The tasks:
(A) According to the passage on RAN architecture evolution, why must that evolution include measures for enhanced spectrum efficiency?
(B) Carry the passage on RAN architecture evolution forward from its final sentence.

Page text:
============================================================
The requirements created by extreme MBB, the IoT, and massive MTC call for an alternative to today’s deployment architectures. The changes to architecture include the capability to place selected functions closer to the network edge, for example, and the ability to increase RAN resilience. Cost is naturally a factor, as spectrum availability and site infrastructure continue to dominate operator expenditure for wide-area systems. The evolution of RAN architecture therefore needs to include measures for enhanced spectrum efficiency that are harmonized with other improvements in the areas of hardware performance and energy efficiency. In light of these cost and performance requirements, a number of capabilities are shaping the evolution path of RAN architecture:

Seamless Radio Resource Management

The best combination of any radio beam within reach of a user should be used for connectivity across all access network technologies, antenna points, and sites. This capability will be achieved by applying carrier aggregation, dual connectivity, CoMP, and a number of MIMO and beamforming schemes.

Functional split

Some 5G requirements — such as ultra-low latency and ultra-high throughput — require highly flexible RAN architecture and topology. This will be enabled by splitting RAN functions, including the separation of the user plane (UP) and the control plane (CP) in higher layers.

Dynamic and software-defined RAN

The capability to configure, scale, and reconfigure logical nodes through software commands enables the RAN to dynamically adjust to changing traffic conditions, hardware faults, as well as new service requirements. This capability will be achieved by separating out logical nodes suitable for virtualization (on a GPP) and designing functions that require specialized hardware to be dynamically (re)configurable on an SPP.

Deployment flexibility

Deployment flexibility enables an operator to deploy and configure the RAN with maximum spectrum efficiency and service performance regardless of the site topology, transport network characteristics, and spectrum scenario.

This is achieved through a correct split of the RAN architecture into logical nodes, combined with the future-proof freedom to deploy each node type in the sites that are most appropriate given the physical topology and service requirements.
============================================================
Collected data entries:
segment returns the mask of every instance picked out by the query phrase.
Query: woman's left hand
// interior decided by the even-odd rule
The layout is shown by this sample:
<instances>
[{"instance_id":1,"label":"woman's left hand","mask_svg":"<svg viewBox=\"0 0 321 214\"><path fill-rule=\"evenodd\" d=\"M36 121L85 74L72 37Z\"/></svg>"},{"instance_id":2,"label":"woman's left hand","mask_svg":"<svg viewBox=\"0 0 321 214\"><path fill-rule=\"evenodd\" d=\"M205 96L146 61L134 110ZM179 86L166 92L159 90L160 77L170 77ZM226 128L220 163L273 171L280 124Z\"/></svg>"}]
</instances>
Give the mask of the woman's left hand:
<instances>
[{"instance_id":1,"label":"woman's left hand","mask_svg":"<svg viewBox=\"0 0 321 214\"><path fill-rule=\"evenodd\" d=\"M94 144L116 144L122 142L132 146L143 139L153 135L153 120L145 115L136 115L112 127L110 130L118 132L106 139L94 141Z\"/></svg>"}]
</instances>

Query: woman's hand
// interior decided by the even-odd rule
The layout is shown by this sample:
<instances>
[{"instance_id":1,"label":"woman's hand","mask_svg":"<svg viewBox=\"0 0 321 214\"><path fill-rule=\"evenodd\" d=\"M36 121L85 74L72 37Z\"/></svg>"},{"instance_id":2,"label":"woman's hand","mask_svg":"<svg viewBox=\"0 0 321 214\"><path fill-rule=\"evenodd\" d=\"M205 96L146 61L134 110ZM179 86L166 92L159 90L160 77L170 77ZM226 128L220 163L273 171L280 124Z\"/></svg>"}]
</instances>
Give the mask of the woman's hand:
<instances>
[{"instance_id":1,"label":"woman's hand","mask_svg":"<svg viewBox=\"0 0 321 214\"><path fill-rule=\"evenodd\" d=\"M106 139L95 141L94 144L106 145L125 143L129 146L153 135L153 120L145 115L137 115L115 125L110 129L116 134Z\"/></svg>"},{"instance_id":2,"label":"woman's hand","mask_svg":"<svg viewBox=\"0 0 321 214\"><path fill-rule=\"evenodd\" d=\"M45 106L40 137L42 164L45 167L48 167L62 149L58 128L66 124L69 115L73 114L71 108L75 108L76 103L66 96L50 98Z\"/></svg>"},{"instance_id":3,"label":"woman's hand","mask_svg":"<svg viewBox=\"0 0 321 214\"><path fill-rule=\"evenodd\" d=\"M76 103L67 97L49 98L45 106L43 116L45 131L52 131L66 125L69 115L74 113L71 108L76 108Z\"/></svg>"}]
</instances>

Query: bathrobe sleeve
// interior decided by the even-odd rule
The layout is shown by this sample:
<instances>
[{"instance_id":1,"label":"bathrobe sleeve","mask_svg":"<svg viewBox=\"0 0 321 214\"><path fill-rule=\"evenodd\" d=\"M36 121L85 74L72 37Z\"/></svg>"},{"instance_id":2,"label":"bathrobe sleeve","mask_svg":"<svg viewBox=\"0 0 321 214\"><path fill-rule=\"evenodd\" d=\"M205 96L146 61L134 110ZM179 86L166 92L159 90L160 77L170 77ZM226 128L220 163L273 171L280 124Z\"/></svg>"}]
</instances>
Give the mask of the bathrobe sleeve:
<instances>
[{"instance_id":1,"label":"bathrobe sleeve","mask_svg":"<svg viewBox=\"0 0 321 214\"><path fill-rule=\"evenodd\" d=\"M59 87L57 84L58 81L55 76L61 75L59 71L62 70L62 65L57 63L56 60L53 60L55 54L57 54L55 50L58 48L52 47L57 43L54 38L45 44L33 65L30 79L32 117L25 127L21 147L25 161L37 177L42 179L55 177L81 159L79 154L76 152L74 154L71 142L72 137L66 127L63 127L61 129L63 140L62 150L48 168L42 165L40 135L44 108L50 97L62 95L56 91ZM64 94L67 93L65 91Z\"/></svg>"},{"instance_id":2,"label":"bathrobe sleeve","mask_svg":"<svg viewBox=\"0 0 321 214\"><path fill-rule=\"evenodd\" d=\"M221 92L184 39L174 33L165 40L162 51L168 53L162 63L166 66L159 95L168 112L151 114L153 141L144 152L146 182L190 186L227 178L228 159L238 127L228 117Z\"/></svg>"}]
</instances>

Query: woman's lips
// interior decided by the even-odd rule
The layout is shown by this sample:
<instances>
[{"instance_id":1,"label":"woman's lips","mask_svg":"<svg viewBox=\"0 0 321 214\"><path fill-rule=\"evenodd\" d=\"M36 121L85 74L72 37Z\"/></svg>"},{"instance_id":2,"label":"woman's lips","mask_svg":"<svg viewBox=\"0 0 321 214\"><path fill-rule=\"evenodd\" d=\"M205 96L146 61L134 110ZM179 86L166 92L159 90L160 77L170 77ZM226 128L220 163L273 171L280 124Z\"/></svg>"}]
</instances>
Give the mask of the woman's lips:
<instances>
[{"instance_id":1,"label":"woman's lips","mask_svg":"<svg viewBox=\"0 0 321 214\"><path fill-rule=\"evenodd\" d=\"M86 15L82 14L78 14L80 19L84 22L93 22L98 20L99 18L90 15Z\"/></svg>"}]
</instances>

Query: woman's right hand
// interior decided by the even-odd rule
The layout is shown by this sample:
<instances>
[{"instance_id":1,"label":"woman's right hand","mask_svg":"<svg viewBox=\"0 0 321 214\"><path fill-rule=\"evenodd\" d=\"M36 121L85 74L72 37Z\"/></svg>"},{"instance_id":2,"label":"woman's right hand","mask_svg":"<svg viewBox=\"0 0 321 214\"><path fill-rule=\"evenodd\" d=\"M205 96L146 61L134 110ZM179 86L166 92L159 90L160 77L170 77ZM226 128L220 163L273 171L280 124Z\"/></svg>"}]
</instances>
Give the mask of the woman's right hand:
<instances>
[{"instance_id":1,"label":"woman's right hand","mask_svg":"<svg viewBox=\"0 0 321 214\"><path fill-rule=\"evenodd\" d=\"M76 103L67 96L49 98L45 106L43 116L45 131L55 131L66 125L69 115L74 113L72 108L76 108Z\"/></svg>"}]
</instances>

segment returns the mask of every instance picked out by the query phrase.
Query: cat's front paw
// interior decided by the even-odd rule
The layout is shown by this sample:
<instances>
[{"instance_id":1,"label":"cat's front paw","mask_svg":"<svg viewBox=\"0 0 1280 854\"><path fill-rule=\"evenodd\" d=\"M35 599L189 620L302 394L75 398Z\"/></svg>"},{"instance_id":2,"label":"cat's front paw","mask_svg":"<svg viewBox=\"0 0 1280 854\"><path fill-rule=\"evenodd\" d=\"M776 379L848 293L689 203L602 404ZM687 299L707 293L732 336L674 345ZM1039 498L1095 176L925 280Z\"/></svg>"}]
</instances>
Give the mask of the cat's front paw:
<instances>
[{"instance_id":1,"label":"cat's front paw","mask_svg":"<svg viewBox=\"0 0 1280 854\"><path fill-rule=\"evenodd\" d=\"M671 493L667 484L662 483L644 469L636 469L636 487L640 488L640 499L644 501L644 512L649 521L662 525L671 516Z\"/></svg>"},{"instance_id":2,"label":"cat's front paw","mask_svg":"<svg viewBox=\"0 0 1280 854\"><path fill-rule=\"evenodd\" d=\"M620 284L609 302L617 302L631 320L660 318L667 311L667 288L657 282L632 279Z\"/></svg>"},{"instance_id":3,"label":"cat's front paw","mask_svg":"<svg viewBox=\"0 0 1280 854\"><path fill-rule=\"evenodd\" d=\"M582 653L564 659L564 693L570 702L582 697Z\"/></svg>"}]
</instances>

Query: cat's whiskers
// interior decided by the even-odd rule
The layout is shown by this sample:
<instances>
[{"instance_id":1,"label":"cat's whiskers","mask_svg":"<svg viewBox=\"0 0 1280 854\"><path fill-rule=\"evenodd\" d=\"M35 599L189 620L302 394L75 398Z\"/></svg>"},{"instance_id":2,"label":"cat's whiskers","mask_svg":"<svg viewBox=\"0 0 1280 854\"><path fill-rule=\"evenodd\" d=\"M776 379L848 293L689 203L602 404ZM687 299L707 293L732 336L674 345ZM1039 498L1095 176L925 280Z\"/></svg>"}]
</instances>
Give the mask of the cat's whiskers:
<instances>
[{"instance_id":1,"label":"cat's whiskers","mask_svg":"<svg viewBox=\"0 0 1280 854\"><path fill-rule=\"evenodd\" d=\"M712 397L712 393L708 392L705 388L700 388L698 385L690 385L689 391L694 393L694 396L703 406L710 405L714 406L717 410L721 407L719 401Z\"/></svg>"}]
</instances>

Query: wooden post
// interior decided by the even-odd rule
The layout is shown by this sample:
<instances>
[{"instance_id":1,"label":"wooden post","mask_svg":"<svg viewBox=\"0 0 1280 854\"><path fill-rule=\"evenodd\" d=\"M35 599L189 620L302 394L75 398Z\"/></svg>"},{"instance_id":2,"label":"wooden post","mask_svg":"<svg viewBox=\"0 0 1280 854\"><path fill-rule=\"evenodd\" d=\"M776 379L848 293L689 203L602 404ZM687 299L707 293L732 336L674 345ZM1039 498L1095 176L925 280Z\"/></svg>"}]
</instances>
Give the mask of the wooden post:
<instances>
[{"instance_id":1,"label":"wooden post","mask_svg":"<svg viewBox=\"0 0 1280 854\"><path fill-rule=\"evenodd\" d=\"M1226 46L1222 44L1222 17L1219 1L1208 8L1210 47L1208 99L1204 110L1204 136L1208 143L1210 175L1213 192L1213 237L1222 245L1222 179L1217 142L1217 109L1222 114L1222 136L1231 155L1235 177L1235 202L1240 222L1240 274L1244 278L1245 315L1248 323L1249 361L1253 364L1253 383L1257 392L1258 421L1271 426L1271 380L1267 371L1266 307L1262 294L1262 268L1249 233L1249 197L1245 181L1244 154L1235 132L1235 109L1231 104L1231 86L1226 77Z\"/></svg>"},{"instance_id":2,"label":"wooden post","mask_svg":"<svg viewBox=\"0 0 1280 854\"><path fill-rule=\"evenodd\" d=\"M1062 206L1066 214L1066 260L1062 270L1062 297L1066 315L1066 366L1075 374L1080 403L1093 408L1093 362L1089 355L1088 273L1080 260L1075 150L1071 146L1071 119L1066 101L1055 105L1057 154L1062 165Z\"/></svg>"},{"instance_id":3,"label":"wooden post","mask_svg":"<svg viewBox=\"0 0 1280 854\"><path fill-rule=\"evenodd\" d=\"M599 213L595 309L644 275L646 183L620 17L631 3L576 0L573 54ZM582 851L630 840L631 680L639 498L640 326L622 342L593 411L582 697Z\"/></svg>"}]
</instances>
============================================================
Task answers:
(A) Cost is a factor: spectrum availability and site infrastructure continue to dominate operator expenditure for wide-area systems. The evolution of RAN architecture therefore needs measures for enhanced spectrum efficiency, harmonized with improvements in hardware performance and energy efficiency.

(B)
The process to reach the target architecture with the correct split involves a number of steps:

  • determining the logical functions that comprise 5G RAN on a level below 3GPP
  • identifying the latency-critical functions that need to be placed within a few TTIs to antenna elements
  • identifying which functions have more relaxed latency requirements
  • determining where to place anchor points for soft combining, carrier aggregation, and dual connectivity — among the user-plane functions
  • identifying which nodes can be implemented as VNFs

This process is illustrated in Figures 1, 2, and 3. Figure 1 shows the 4G/5G logical architecture at a level below 3GPP; Figure 2 shows today’s 4G split into an RU and a DU; and Figure 3 shows the target split architecture. Throughout the process, and as a result of the functional decomposition, new inter-node interfaces emerge, whose characteristics need to be taken into consideration to ensure that the underlying transport network can support the various deployment scenarios.

Figure 1: The logical 4G/5G RAN architecture — one level below 3GPP
Figure 1: The logical 4G/5G RAN architecture — one level below 3GPP
Figure 2: Logical RAN architecture — present split into an RU function and a DU function
Figure 2: Logical RAN architecture — present split into an RU function and a DU function
Figure 3: Logical RAN architecture — target split into the functions RF, BPF, PPF, and RCFt
Figure 3: Logical RAN architecture — target split into the functions RF, BPF, PPF, and RCFt

The logical 4G/5G RAN architecture

The external interfaces of the RAN domain (except to the OSS) are standardized under 3GPP, as is the functional behavior of the RAN domain as a whole. Below the high-level specification, 3GPP leaves room for innovation to enhance the network with RAN-internal value-add features — a flexibility that has over a number of years resulted in continuous improvement in many areas, including spectrum efficiency (in the form of scheduling algorithms, power control algorithms, and various RRM features), energy efficiency, and enhancements to service characteristics such as lower latencies. To determine the optimal architectural split, however, the RAN architecture needs to be examined with a finer level of granularity than that offered by 3GPP.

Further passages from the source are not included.